[Image-grounded pointing data]
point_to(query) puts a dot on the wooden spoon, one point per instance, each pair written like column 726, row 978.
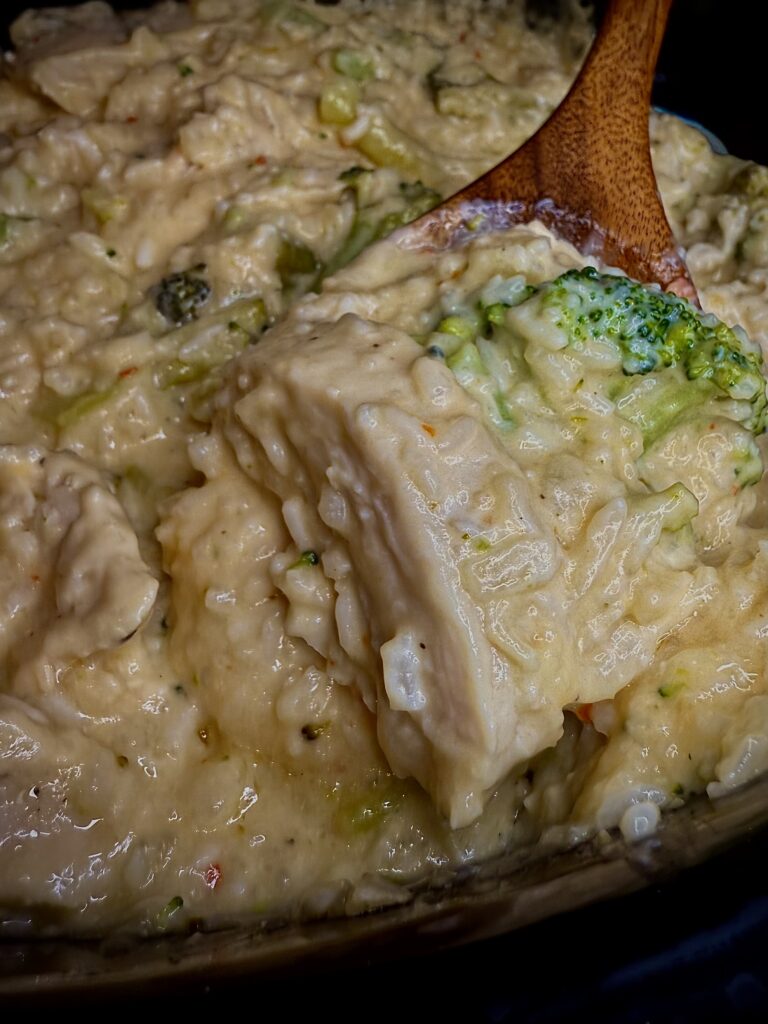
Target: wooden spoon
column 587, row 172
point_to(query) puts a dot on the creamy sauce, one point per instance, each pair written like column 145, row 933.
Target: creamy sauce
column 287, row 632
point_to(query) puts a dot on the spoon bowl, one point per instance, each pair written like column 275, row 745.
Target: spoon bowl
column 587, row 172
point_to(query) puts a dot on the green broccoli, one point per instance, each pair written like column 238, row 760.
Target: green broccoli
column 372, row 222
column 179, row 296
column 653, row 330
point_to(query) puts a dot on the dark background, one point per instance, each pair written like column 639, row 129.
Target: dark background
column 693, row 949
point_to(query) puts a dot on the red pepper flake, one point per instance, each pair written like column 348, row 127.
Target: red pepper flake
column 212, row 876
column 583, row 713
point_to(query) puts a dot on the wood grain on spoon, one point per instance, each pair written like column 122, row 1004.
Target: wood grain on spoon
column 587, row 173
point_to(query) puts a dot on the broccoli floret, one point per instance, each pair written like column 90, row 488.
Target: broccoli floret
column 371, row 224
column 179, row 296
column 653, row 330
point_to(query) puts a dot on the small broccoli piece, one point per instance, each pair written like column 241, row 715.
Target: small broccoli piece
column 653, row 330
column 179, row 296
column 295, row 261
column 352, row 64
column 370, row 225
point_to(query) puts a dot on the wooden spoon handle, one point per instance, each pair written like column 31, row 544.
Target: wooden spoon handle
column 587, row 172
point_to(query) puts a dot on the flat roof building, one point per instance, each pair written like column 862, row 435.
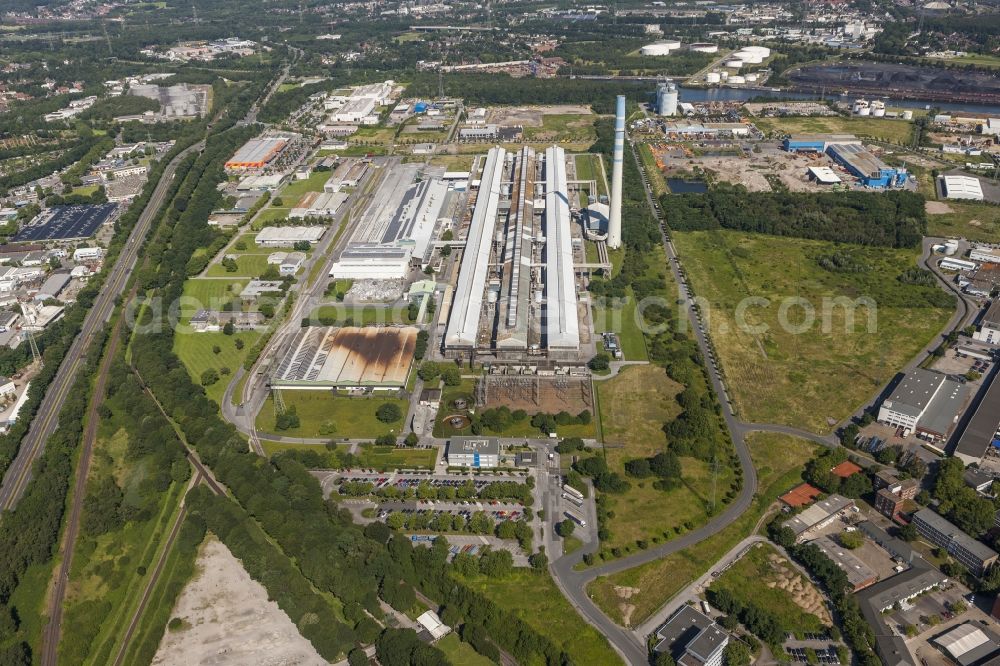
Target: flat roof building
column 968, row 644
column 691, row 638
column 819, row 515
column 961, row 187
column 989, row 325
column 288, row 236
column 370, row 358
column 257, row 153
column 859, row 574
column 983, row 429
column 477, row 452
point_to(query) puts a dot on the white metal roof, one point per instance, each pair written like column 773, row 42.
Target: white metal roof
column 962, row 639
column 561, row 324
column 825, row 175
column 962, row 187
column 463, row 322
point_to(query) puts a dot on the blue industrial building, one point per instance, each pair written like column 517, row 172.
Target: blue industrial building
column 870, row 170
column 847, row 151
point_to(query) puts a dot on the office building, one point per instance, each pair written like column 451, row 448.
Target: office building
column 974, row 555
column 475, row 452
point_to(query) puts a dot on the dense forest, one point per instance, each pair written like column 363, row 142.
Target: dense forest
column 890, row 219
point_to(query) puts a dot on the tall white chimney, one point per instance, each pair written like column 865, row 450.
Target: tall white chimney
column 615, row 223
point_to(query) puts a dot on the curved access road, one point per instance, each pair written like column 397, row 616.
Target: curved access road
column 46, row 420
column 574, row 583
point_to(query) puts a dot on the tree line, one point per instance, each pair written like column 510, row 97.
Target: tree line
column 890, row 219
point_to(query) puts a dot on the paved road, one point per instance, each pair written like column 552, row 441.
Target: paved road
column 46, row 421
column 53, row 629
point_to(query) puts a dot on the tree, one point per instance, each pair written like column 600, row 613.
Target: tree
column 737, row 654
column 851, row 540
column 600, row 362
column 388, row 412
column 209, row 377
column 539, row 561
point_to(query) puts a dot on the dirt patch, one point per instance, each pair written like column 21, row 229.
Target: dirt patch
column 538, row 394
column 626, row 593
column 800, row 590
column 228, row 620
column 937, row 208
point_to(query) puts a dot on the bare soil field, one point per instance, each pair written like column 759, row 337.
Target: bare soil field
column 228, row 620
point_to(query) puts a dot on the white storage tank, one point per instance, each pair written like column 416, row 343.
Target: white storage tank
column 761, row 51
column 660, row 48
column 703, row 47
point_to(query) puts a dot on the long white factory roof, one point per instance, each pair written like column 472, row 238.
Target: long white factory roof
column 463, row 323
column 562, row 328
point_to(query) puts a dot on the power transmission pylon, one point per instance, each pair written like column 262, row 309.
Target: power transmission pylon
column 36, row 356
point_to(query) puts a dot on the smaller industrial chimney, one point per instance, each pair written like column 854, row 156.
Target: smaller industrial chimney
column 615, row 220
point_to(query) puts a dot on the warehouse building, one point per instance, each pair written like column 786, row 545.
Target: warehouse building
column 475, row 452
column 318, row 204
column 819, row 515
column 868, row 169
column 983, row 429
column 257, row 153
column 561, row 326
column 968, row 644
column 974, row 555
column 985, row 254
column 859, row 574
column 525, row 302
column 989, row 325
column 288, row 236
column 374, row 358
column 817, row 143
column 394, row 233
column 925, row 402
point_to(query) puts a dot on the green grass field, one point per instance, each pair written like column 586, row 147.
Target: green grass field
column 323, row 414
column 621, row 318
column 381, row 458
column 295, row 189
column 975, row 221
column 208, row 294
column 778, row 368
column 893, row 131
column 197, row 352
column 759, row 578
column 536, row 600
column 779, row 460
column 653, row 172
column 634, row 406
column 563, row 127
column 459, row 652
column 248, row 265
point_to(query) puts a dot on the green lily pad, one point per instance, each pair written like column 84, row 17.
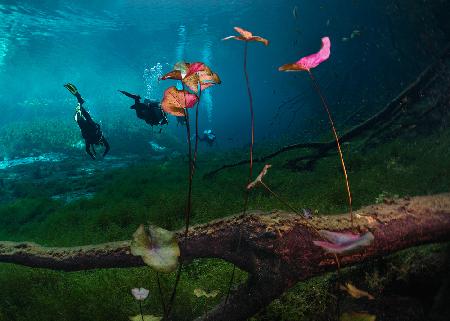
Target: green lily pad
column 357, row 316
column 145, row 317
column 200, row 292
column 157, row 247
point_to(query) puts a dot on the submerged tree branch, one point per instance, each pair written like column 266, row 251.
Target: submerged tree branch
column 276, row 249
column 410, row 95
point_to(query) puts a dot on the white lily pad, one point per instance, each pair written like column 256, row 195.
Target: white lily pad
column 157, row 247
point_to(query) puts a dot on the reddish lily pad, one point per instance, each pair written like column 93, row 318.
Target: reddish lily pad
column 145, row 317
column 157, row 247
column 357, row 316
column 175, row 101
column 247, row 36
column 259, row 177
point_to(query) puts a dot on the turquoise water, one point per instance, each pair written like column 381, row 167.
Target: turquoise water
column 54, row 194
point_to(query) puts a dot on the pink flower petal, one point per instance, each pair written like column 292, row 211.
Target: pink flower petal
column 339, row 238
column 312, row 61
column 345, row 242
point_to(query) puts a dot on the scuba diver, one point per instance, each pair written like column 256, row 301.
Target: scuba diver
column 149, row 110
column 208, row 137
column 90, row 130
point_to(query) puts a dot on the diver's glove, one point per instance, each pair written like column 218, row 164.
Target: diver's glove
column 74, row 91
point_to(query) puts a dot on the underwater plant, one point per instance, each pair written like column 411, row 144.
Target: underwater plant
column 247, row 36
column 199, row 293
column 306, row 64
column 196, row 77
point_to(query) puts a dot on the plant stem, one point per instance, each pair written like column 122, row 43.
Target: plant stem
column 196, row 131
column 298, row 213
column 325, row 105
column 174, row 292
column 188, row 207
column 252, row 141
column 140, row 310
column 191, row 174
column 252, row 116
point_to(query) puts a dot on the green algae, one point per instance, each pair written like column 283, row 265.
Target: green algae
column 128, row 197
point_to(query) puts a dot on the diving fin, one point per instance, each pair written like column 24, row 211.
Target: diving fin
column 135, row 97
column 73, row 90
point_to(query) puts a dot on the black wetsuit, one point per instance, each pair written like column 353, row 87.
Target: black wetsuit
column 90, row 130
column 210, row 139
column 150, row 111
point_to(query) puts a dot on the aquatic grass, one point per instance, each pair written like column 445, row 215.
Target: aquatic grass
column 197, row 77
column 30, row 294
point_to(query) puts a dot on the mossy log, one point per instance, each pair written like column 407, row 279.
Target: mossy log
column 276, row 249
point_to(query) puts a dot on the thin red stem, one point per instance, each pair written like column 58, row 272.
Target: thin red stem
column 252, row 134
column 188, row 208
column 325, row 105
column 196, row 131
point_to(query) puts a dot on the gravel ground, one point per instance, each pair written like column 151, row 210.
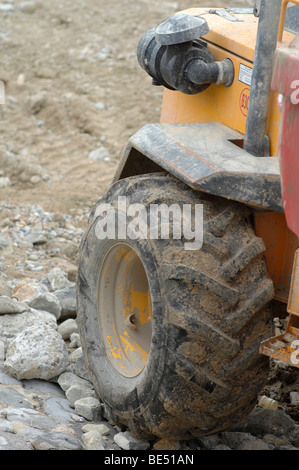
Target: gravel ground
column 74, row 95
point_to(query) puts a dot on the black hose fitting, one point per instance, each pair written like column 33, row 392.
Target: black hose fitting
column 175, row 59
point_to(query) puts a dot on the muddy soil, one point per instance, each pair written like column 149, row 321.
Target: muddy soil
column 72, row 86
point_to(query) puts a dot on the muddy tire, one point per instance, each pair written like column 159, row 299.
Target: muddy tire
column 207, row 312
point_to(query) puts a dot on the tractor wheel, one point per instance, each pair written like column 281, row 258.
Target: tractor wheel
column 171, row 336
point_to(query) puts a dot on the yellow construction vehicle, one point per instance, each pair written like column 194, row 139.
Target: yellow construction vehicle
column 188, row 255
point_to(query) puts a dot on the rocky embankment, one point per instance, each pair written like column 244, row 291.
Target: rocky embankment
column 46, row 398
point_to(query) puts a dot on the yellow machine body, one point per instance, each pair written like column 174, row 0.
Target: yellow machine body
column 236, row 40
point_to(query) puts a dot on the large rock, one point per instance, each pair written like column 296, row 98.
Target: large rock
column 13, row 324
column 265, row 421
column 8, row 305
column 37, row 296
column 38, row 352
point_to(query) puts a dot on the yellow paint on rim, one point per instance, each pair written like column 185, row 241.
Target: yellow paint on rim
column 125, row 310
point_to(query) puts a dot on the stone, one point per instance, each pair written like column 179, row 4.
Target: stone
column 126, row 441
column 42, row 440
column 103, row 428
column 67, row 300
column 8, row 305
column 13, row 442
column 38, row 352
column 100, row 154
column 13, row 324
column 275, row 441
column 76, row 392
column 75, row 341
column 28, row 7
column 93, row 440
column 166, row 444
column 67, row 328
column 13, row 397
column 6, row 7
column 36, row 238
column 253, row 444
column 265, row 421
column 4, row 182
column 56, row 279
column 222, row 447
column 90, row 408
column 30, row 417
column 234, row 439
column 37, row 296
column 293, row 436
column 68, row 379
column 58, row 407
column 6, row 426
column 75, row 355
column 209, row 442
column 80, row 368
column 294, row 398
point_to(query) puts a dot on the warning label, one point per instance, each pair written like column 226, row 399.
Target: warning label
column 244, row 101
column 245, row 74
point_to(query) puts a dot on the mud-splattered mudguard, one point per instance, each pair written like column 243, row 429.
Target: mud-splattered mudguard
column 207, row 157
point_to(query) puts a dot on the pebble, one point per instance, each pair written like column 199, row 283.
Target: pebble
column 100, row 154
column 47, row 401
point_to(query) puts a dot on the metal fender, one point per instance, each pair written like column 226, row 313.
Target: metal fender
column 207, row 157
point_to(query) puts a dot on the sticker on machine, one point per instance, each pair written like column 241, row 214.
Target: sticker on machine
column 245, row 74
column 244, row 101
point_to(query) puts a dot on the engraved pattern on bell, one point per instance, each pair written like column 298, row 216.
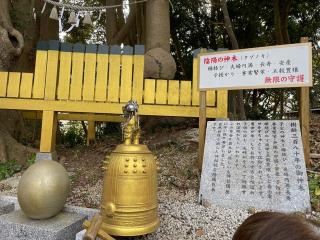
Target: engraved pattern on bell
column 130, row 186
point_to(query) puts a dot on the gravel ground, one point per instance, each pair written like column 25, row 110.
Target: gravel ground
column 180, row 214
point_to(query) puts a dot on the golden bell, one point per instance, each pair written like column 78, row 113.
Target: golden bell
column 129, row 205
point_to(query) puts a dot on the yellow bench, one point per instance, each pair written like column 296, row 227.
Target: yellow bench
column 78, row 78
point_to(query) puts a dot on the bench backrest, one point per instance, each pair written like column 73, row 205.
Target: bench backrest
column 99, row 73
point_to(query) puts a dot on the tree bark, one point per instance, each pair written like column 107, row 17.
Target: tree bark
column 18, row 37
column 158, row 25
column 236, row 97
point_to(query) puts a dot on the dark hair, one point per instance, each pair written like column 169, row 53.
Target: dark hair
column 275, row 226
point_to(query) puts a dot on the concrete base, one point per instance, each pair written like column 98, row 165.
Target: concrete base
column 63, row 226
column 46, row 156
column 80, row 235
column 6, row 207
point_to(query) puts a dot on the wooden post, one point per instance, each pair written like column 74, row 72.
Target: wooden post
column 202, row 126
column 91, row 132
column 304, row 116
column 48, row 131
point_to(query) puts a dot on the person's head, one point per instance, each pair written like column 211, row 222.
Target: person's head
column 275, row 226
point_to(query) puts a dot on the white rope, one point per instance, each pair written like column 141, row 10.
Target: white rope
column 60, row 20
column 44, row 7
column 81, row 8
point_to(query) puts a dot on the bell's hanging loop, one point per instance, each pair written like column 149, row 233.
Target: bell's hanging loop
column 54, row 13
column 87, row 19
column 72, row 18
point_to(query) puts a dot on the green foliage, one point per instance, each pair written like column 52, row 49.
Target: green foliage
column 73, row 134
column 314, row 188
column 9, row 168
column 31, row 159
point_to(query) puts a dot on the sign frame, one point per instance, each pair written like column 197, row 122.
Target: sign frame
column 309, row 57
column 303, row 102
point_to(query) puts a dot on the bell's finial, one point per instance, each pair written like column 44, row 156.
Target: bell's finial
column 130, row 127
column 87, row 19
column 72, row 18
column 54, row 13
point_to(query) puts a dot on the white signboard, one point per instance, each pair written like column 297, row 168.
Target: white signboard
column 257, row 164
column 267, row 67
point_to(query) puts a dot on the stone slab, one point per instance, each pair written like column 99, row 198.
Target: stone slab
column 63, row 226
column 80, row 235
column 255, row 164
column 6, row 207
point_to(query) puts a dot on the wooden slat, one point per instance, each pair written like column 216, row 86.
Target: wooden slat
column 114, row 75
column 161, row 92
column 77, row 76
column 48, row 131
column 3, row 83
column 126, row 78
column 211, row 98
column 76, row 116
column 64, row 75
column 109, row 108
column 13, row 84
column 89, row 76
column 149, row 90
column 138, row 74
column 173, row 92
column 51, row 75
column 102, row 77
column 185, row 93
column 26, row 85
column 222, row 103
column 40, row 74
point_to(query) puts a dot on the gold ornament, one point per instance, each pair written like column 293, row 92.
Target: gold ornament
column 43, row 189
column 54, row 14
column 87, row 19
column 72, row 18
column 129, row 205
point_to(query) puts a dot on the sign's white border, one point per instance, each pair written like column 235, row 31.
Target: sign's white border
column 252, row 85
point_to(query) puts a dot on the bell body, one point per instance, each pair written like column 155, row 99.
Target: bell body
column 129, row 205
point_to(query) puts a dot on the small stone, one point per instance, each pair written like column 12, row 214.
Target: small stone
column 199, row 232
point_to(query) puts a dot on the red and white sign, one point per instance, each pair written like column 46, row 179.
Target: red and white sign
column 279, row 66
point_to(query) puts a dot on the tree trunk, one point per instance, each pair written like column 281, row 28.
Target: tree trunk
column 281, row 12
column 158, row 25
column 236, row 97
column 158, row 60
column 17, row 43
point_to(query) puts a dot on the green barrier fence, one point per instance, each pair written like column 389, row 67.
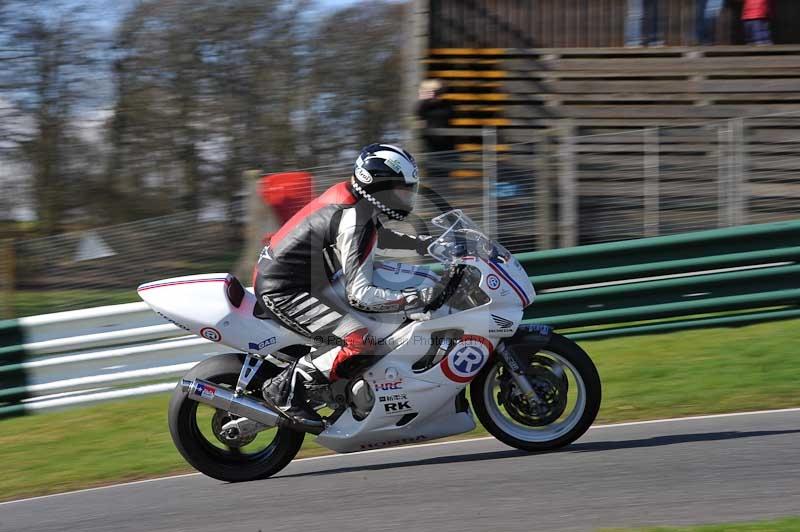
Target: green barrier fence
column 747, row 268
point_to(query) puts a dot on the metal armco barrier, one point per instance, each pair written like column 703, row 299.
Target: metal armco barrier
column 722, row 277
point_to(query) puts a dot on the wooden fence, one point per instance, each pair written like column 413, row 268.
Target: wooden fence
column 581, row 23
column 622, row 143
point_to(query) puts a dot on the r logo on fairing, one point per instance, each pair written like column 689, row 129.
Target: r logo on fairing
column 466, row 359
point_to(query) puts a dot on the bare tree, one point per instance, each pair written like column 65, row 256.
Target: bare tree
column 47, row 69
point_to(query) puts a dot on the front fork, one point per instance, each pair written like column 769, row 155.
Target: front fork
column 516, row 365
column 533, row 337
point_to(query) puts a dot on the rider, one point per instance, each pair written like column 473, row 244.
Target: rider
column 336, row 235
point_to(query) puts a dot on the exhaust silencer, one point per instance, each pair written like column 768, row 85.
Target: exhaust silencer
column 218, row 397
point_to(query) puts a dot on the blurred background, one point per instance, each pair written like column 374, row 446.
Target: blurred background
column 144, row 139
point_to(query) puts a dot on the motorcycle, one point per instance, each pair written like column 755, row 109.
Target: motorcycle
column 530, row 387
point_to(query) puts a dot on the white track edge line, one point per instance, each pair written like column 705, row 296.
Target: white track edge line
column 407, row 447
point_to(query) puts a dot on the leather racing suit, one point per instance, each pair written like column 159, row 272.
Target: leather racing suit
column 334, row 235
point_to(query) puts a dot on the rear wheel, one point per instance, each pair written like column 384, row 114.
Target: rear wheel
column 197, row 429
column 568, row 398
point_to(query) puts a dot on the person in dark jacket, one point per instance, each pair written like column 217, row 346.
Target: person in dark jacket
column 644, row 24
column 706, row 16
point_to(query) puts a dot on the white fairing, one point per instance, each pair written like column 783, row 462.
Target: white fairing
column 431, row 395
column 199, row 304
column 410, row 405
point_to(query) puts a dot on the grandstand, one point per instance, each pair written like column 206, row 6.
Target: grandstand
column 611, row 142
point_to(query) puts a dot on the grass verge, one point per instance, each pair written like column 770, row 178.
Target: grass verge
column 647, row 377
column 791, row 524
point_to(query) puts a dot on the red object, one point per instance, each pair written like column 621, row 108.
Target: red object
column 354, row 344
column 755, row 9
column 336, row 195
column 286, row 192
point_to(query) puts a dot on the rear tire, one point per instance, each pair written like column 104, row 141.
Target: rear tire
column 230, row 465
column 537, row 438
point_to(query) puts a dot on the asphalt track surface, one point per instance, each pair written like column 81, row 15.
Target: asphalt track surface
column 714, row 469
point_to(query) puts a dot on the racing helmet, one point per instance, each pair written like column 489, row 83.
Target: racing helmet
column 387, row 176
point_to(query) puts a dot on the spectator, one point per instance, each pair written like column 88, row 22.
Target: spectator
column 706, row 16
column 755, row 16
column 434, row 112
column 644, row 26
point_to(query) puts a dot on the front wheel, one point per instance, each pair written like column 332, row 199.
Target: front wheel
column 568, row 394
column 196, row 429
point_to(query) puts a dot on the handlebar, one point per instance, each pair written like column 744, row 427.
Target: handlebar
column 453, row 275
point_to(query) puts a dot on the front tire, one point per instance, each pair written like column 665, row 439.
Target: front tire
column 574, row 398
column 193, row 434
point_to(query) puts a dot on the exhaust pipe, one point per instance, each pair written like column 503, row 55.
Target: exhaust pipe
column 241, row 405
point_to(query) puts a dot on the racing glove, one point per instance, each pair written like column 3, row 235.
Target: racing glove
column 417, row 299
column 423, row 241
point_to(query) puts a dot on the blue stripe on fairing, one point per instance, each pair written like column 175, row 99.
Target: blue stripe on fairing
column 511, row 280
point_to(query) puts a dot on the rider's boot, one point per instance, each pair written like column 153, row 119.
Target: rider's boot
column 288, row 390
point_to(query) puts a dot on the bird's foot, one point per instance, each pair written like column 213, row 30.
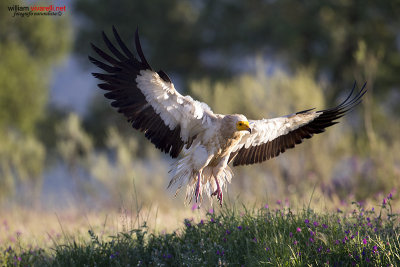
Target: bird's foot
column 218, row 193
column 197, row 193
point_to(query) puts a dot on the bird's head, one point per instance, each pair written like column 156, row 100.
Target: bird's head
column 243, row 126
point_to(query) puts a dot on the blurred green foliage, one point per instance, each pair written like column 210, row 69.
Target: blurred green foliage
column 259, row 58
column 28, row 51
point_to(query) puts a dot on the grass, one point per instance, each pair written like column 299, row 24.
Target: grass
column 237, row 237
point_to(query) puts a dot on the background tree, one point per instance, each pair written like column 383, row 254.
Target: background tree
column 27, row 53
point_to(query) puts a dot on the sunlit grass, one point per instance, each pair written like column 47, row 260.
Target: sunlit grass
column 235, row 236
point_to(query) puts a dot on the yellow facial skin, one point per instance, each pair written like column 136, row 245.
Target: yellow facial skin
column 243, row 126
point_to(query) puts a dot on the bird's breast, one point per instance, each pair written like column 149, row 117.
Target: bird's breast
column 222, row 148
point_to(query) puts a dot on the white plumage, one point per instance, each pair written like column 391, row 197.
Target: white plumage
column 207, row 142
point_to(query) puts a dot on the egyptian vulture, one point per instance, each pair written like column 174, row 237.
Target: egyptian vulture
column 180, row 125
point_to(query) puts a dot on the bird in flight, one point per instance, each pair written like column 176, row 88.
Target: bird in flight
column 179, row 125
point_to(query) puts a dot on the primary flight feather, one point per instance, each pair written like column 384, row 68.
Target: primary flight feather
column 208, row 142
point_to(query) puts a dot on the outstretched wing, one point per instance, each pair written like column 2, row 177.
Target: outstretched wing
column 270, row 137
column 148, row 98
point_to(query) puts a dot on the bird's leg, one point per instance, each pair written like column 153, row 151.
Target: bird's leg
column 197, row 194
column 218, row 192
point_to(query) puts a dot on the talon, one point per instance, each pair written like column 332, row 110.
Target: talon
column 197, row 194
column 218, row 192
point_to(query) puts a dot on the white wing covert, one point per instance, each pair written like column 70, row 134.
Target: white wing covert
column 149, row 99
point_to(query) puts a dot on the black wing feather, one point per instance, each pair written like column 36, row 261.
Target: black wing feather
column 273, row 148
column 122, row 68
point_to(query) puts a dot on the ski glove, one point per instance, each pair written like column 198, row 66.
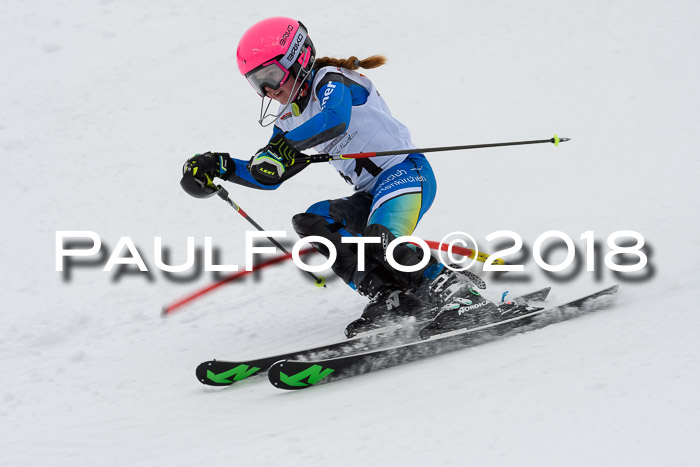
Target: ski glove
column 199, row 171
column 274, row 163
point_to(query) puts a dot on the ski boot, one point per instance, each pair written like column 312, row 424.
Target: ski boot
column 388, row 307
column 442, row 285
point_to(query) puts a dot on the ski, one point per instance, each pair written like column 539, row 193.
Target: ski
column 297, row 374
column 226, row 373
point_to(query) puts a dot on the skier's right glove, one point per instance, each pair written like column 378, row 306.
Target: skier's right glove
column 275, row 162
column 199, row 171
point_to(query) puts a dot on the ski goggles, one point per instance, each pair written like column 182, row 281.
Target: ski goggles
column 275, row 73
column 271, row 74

**WORK ORDER**. Beginning with the line above that contains "Target: leather racing suit", copy each line exactly up to and including the line that contains "point_to(query) puts a dot on the grass verge, one", and go no further.

**RESULT**.
Target: leather racing suit
column 334, row 235
point_to(query) puts a dot on the rear wheel, one point per instance, each pair written like column 384, row 114.
Target: rear wheel
column 197, row 429
column 568, row 398
point_to(query) puts a dot on the person in dark jacket, one point per instance, each pair written like column 217, row 346.
Target: person in dark jacket
column 644, row 24
column 706, row 16
point_to(query) puts a dot on the white fairing, one point per instance, each pair written like column 783, row 462.
Target: white fairing
column 431, row 395
column 199, row 304
column 410, row 405
point_to(query) puts a dot on the grandstand, one point per instance, each pair written like column 206, row 6.
Target: grandstand
column 611, row 142
point_to(query) puts a dot on the grass verge, one point per instance, each pair written like column 770, row 178.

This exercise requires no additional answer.